(Excerpts from a dataset)
=== Begin Enclosure ===
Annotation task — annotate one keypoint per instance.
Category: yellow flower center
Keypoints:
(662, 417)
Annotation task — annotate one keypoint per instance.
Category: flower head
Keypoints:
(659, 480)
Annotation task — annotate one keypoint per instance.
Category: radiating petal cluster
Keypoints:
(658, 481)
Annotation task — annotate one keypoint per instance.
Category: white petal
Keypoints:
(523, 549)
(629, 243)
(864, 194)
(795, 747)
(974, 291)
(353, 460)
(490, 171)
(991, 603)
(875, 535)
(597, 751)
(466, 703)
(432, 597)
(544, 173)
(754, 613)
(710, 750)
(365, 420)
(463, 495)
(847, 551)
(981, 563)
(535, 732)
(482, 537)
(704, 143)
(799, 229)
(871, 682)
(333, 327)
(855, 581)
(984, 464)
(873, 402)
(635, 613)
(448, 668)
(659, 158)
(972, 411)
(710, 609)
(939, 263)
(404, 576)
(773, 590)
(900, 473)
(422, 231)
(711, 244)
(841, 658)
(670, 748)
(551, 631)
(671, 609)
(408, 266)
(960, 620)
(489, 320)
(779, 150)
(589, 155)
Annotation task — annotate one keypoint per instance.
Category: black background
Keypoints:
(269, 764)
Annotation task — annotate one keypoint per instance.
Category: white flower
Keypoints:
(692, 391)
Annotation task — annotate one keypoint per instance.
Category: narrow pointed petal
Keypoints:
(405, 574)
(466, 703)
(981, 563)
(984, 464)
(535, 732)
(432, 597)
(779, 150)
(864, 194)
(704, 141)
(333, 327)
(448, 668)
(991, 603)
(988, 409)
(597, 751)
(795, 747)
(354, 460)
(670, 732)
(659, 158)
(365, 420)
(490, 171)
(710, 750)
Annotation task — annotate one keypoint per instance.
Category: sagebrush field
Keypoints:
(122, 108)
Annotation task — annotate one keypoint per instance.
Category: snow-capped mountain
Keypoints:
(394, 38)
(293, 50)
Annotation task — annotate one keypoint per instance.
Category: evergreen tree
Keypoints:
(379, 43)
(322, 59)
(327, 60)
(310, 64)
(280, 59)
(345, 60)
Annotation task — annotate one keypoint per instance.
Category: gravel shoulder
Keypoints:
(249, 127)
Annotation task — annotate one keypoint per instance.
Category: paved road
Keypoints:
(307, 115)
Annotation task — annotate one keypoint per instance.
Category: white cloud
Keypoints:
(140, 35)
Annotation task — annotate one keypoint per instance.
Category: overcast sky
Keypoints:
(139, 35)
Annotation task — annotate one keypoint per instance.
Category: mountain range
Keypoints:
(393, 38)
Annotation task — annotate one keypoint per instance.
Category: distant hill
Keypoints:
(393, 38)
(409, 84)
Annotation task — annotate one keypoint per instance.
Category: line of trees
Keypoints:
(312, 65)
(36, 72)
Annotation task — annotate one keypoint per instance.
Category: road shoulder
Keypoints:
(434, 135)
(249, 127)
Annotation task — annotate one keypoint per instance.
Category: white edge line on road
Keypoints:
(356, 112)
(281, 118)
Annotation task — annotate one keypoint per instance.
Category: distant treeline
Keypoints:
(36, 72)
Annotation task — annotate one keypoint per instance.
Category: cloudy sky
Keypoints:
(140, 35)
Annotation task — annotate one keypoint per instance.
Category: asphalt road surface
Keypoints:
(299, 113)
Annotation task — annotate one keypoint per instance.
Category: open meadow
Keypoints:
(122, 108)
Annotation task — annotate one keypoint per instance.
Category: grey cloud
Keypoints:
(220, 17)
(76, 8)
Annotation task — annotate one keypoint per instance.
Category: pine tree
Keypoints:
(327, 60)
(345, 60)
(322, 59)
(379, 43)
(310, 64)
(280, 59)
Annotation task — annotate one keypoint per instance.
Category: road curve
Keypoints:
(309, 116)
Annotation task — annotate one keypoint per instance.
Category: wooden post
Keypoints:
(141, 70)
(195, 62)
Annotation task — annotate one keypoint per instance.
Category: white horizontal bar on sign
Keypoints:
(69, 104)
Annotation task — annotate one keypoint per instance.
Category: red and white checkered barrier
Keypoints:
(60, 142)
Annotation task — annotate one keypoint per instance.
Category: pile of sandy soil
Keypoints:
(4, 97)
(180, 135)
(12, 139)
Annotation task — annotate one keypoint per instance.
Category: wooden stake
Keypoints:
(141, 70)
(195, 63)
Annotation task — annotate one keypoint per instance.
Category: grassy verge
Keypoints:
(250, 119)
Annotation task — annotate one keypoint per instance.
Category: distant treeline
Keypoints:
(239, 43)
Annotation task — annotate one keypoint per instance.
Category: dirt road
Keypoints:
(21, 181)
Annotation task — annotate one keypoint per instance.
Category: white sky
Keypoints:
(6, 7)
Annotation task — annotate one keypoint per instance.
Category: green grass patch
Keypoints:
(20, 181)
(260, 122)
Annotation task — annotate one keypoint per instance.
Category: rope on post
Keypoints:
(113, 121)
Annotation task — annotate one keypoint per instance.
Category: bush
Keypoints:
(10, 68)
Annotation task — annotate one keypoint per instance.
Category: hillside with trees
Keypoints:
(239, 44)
=== End Enclosure ===
Starting from the first line above, copy the data through to the last line exactly.

Annotation task — annotate one keypoint per instance.
Category: yellow flower center
Keypoints:
(662, 417)
Annotation task — annotate one keypoint per instance.
Category: flower head
Keypoints:
(659, 480)
Annotation task — annotate one keypoint per instance.
Category: radiating petal cluster
Keypoints:
(658, 481)
Annotation task — annotate one keypoint per instance.
Category: white petal
Keypoints:
(523, 549)
(629, 243)
(864, 194)
(795, 747)
(974, 291)
(353, 460)
(490, 171)
(991, 603)
(875, 535)
(597, 751)
(466, 703)
(432, 597)
(544, 173)
(754, 613)
(710, 750)
(365, 420)
(463, 495)
(847, 551)
(981, 563)
(535, 732)
(482, 537)
(704, 143)
(799, 229)
(871, 682)
(333, 327)
(855, 581)
(984, 464)
(873, 402)
(635, 613)
(448, 668)
(659, 158)
(972, 411)
(710, 609)
(939, 263)
(404, 576)
(773, 590)
(900, 473)
(422, 231)
(711, 244)
(841, 658)
(670, 748)
(551, 631)
(671, 609)
(408, 266)
(960, 620)
(489, 320)
(779, 150)
(589, 155)
Annotation task — annotate one keypoint per instance.
Category: black background
Keypoints:
(269, 764)
Annotation task — annotate one keypoint per instance.
Category: white flower
Keypoints:
(692, 391)
Annotation task — annotate one keypoint per instance.
Category: narrow pointed petal
Keypoints:
(405, 574)
(466, 703)
(981, 563)
(984, 464)
(535, 732)
(432, 597)
(779, 150)
(864, 194)
(704, 141)
(333, 327)
(448, 668)
(991, 603)
(988, 409)
(597, 751)
(795, 747)
(354, 460)
(670, 732)
(659, 158)
(365, 420)
(490, 171)
(710, 750)
Annotation task — annotate one keypoint per instance.
Category: sagebrush field
Keypoints:
(122, 108)
Annotation task — annotate one keypoint per instance.
Category: snow-capped mountain
Keypoints:
(394, 38)
(293, 50)
Annotation task — annotate one keypoint per instance.
Category: evergreen tree
Keypoints:
(379, 43)
(322, 59)
(327, 60)
(310, 64)
(280, 59)
(345, 60)
Annotation task — annotate one keypoint per instance.
Category: gravel shoulder
Keypoints:
(249, 127)
Annotation task — annotate one keypoint per instance.
Category: paved road
Keypoints:
(307, 115)
Annotation task — annotate one keypoint per instance.
Category: white cloud
Keypoints:
(140, 35)
Annotation task — annotate one keypoint per instance.
Category: overcast sky
Keypoints:
(139, 35)
Annotation task — annotate one keypoint per instance.
Category: mountain range
Keypoints:
(393, 38)
Annotation task — annotate one keypoint per instance.
Category: distant hill
Keypoints:
(393, 38)
(409, 84)
Annotation task — annotate one keypoint per instance.
Category: line of trees
Keypoints:
(312, 65)
(36, 72)
Annotation task — annotate one keypoint per instance.
Category: road shoulder
Keypoints:
(434, 135)
(249, 127)
Annotation task — annotate one keypoint per instance.
Category: white edge line on road
Keypoints:
(356, 112)
(281, 118)
Annotation task — annotate one keypoint per instance.
Category: distant treeline
Keypoints:
(36, 72)
Annotation task — annotate one keypoint per instance.
Category: cloudy sky
Keypoints:
(140, 35)
Annotation task — annotate one keypoint per instance.
Category: asphalt road surface
Keypoints:
(299, 113)
Annotation task — annotate one keypoint per instance.
Category: open meadow
Keypoints:
(122, 108)
Annotation task — annotate one keypoint per instance.
Category: grey cloud
Keypoints:
(220, 17)
(76, 8)
Annotation task — annotate one keypoint per instance.
Category: pine tree
Keypoints:
(327, 60)
(345, 60)
(322, 59)
(379, 43)
(310, 64)
(280, 59)
Annotation task — annotate one keypoint per instance.
Category: road curve
Keypoints:
(309, 116)
Annotation task — annotate one keypoint per instance.
Category: wooden post
Keypoints:
(141, 70)
(195, 62)
Annotation task — annotate one keypoint per instance.
Category: white horizontal bar on sign
Keypoints:
(69, 104)
Annotation task — annotate one keypoint per instance.
Category: red and white checkered barrier
Keypoints:
(60, 142)
Annotation task — annotate one keypoint per instance.
Category: pile of sandy soil
Keypoints:
(4, 97)
(180, 135)
(12, 139)
Annotation task — annotate one keypoint per instance.
Category: wooden stake
Keypoints:
(141, 70)
(195, 63)
Annotation task — annotate one keypoint per instance.
Category: grassy verge
Keypoints:
(250, 119)
Annotation task — annotate one keypoint per instance.
Category: distant treeline
Keypoints:
(239, 43)
Annotation task — annotate one keypoint per instance.
Category: dirt road
Keypoints:
(21, 181)
Annotation task — annotate one keypoint per instance.
Category: white sky
Keypoints:
(6, 7)
Annotation task — annotate one keypoint per instance.
Category: green grass patch
Keypoints:
(20, 181)
(260, 122)
Annotation task — annotate one keypoint per instance.
Category: rope on post
Keypoints:
(113, 121)
Annotation task — annotate one keypoint per instance.
Category: bush
Keypoints:
(10, 68)
Annotation task — annotate one keypoint per instance.
Category: hillside with trees
Keypoints:
(239, 44)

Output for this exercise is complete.